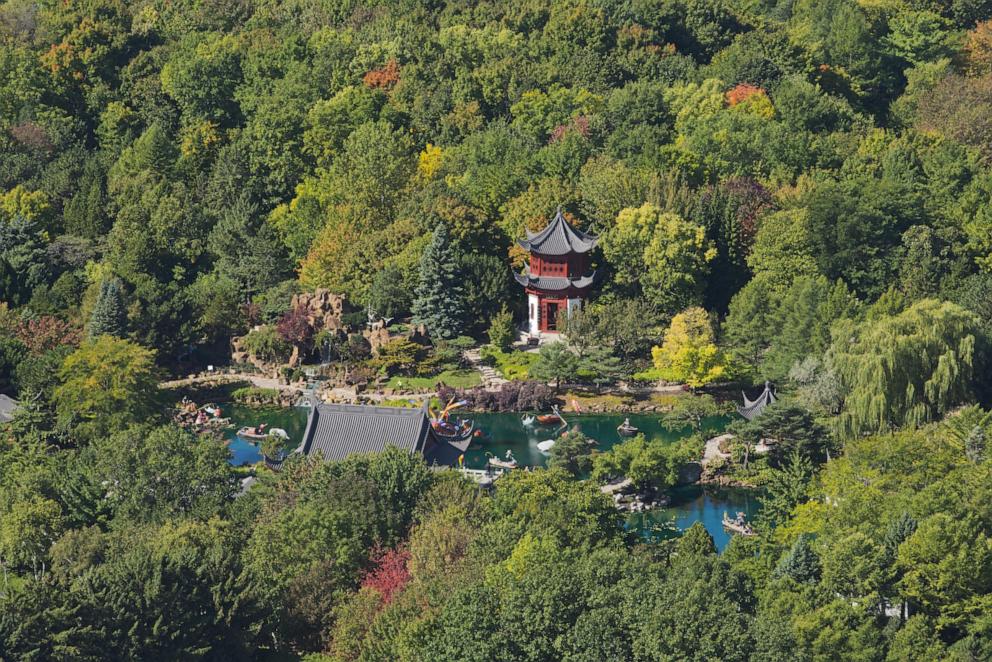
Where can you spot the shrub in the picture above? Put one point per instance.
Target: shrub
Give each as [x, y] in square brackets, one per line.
[267, 344]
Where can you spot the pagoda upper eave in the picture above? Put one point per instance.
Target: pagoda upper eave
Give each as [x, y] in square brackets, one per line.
[555, 284]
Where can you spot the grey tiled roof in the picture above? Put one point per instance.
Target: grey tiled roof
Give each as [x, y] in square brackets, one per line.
[559, 238]
[7, 407]
[337, 431]
[554, 284]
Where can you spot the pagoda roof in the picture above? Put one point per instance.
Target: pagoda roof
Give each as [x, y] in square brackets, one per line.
[556, 283]
[337, 431]
[559, 238]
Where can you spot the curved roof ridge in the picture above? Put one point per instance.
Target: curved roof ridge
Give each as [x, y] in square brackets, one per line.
[559, 238]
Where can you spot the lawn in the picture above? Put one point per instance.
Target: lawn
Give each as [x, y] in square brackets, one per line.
[452, 378]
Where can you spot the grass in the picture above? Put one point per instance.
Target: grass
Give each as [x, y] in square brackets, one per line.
[511, 365]
[452, 378]
[255, 394]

-------

_YOUR OBJECTIVE_
Repeat, exactly as they stand above, the lines from the line with "Target: grey tiled roof" to the line with "Target: pagoda roof", both lines included.

_TASK SOLUTION_
Target: grey tiled roof
Give each as [x, y] in square brackets, one per line.
[559, 238]
[7, 407]
[337, 431]
[554, 284]
Where can you spot the pagoda roof in the picture above? Put one point per instance.
Target: pagoda roof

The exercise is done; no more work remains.